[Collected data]
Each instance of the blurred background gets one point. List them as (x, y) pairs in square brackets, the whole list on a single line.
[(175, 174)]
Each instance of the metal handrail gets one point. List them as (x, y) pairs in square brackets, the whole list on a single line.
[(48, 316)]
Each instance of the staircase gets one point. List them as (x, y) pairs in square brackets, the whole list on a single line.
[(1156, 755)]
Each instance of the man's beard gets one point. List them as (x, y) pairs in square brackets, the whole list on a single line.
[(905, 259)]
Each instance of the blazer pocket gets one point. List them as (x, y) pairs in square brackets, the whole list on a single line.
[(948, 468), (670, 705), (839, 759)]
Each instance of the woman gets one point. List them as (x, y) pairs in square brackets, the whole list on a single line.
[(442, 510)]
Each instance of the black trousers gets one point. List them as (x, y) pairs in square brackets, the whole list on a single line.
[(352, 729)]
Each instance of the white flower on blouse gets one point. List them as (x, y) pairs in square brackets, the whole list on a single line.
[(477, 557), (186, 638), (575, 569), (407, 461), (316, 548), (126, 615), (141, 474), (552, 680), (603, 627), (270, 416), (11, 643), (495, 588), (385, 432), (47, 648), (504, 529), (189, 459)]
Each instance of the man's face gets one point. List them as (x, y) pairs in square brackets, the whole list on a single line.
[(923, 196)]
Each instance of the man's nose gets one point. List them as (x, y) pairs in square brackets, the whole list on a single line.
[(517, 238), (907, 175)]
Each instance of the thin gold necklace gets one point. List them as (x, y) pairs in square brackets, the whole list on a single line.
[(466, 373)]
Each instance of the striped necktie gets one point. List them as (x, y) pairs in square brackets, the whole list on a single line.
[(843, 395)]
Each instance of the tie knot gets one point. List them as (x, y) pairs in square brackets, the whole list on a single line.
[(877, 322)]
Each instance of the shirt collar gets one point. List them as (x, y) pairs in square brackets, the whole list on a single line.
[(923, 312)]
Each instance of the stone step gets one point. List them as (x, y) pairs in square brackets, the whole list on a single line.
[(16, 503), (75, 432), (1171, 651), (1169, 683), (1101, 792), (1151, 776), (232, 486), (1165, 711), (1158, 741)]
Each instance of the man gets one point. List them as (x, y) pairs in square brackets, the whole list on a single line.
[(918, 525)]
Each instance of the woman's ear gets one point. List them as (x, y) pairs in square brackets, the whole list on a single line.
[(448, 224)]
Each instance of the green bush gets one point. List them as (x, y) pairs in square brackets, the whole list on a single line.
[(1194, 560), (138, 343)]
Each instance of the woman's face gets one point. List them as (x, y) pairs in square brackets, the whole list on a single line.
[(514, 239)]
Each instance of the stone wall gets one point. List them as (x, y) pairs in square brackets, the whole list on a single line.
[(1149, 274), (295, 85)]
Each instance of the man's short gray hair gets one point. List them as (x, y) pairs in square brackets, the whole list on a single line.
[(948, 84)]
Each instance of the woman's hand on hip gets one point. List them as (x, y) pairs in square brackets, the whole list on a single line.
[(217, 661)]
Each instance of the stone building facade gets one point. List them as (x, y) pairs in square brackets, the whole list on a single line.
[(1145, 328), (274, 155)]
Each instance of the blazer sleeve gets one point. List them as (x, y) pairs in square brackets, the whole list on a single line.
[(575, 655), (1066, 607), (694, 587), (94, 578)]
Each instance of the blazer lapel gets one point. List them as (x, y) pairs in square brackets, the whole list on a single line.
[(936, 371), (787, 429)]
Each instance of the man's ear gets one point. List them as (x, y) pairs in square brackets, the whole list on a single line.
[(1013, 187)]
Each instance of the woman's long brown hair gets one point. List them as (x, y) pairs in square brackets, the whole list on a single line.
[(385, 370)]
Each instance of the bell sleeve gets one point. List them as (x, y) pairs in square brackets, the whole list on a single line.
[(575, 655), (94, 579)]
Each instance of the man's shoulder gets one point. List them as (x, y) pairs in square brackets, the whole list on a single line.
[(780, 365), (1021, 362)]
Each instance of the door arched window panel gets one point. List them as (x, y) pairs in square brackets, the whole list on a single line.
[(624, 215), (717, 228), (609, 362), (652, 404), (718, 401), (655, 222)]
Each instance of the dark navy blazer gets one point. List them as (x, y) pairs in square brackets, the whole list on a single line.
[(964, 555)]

■ **What this task involves**
Lay out the lines above as a numbered list, leaving out any blank lines.

■ **Result of this task**
1. Each instance of the blurred background gets one point. List them as (x, y) pairs in square brackets, the whole list on a single line.
2. [(175, 174)]
3. Each instance of the metal handrail gets one point. List them as (x, y) pairs in square brackets, the whole list on a single line.
4. [(48, 316)]
5. Each instance of the staircase gets one point. List them as (x, y) pairs in square brackets, the whole list on a single line.
6. [(1156, 755)]
7. Each instance of the man's beard gets one point. List them as (x, y) pairs in square brackets, the whole list on a single line.
8. [(905, 259)]
9. Each instance of the blazer pocket gets one point. List them as (x, y) pairs in square brackets, the whole list on a single line.
10. [(948, 468), (670, 705), (839, 759)]
11. Each instance of the woman gets one point. List them as (x, y) pairs in square brackets, the whole list on a single line.
12. [(442, 510)]
13. Each instance of the black trousers gets one point. List them as (x, y) pairs in square brackets, the whole list on a single line.
14. [(352, 729)]
15. Each instance of the white flower on blouse gets one point. List them as (x, y) pairs in square brackets, the whole list on a single line.
16. [(477, 557), (186, 638), (575, 569), (407, 461), (316, 548), (126, 615), (141, 474), (552, 680), (603, 627), (270, 416), (11, 643), (495, 588), (385, 432), (47, 648), (504, 529), (189, 459)]
17. Each instance of the man's face gets one point. List them as (x, y) pairs in square brackets, the whole list on a single line.
18. [(923, 196)]
19. Each instance of the man's nose gets one point. List them as (x, y) pairs in square brackets, the whole list on a single line.
20. [(517, 238), (907, 175)]
21. Each instance of the thin gold necklace gets one point. List them as (x, y) pairs in square brackets, the whole list on a single line.
22. [(466, 373)]
23. Each instance of the striped necktie gets one point. List them as (x, y) pairs in square brackets, the whole list on a single line.
24. [(843, 395)]
25. Each instance of the tie knot gets one point. List them as (x, y) pairs in square brackets, the whole list on a single line.
26. [(877, 322)]
27. Each instance of the shirt collar gets one point. List them as (x, y) pairs in square brackets, the whole list on a single line.
28. [(923, 312)]
29. Each instance of the stone step gets one point. List them as (x, y) pairs in square brackets, the whole list on a single line.
30. [(16, 503), (75, 432), (1171, 651), (1169, 683), (1101, 792), (1151, 776), (232, 486), (1165, 711), (1158, 741)]
31. Each instance of the man gets one point. List them as (x, y) pairs in square brackets, the whole list on a single line.
32. [(918, 525)]
33. Each instance of the woman's ear gets one point. List them as (x, y) pairs in square brackets, the whole list on a single line.
34. [(448, 224)]
35. Each instance of the green bush gets one point. List them as (x, y) pairs in square brackets, the whole list on a single line.
36. [(1194, 560), (138, 343)]
37. Each instance of the woman's face gets one point. List them as (x, y) pairs in square brackets, the whole list on a single line.
38. [(514, 239)]
39. Each instance of the stone wall gets one point. List them as (x, y) pairs in square brackets, the whole list on a single line.
40. [(1149, 274), (295, 85)]
41. Each instance of the man's short gray hair gets one point. List them as (x, y) pairs in square brackets, the whole list on a single line.
42. [(948, 84)]
43. Each instance of the woman's hand on hip gets one point. List them as (x, y) pairs in square brackets, the whole list on a single line.
44. [(217, 661)]
45. Each instance of the stone building facade gets one point. List them as (x, y) pairs in square brackets, the whole list on a single line.
46. [(1145, 328), (274, 155)]
47. Each instance of the blazer sleeve gets one point. List them as (x, y) pairs in square brackets, the whole list on a single line.
48. [(575, 655), (1066, 607), (694, 587), (94, 578)]
49. Each instance of the blazer lapel gets one point. List them as (x, y) pairs in square brackets, the whole list on a single line.
50. [(936, 371), (787, 429)]
51. Each instance of the man's ear gets one point. List them as (x, y) pairs in square brackets, the whole list on a single line.
52. [(1013, 187)]
53. Each instance of the woman's long brown hair gets one point. List them as (x, y) pairs in square brackets, the whole list on a single line.
54. [(385, 370)]
55. Each instance of the bell sleeve gets one point. List them as (x, y) pairs in square brackets, the whole list on a single line.
56. [(575, 655), (94, 579)]
57. Each instance of the man's shoulder gets one point. List them as (x, y) pairs in square brackets, the whole list on a single line.
58. [(780, 365), (1021, 362)]
59. Each instance of the door arched window panel gets one point. List them as (x, y) pairs in square brackets, the whole list on a single line.
60. [(624, 215), (717, 228), (609, 362), (652, 404), (718, 401), (655, 222)]
61. Each instance of the dark navy blazer gets one point. List them as (x, y) pairs in square brackets, the whole list on a single line.
62. [(964, 555)]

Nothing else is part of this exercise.